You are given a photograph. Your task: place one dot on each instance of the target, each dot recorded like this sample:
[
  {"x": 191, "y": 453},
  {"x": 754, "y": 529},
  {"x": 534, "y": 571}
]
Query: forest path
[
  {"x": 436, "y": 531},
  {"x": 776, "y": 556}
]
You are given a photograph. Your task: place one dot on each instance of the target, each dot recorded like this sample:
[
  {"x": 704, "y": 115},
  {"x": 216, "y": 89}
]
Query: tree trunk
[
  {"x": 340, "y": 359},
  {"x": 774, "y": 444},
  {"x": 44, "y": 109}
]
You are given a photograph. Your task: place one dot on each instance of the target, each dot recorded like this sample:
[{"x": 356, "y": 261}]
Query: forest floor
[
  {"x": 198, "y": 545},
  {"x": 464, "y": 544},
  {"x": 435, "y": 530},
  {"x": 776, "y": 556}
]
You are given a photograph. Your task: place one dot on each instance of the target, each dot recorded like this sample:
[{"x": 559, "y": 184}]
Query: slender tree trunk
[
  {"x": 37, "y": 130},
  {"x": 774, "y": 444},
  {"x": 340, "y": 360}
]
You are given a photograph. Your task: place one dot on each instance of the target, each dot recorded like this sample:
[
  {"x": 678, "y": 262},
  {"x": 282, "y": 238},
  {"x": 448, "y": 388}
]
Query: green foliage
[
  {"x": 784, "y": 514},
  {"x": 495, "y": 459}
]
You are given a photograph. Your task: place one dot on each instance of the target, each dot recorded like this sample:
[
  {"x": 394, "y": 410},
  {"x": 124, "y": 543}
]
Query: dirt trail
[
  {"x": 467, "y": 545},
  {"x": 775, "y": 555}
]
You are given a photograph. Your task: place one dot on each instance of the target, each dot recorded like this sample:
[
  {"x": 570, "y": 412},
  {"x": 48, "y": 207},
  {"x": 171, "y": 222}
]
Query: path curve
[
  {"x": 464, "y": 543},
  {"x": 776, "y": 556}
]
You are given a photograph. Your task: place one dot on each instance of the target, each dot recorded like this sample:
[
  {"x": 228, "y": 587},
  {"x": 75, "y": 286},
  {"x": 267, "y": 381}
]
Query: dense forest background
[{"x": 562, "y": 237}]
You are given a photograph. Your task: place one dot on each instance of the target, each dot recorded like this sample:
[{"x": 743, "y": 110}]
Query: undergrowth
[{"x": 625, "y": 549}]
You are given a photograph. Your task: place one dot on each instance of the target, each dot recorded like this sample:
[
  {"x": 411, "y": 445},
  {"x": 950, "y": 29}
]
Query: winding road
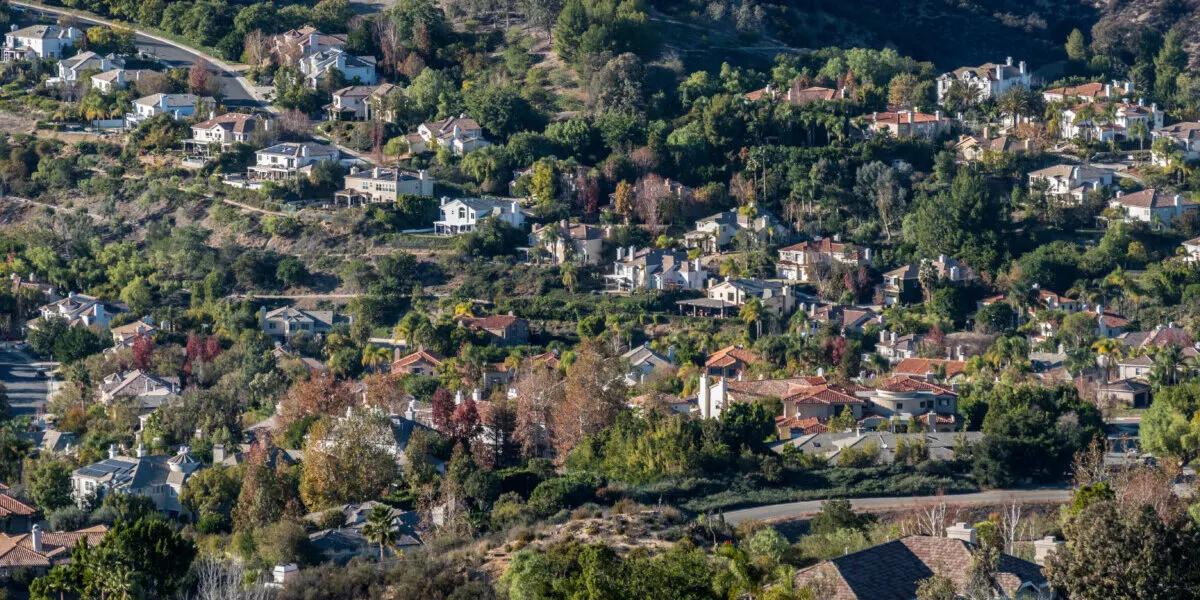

• **Job**
Please report each line of the data above that contains the word "trunk", copying every such line in full.

• **Task response**
Query: tree trunk
Query: slender tree trunk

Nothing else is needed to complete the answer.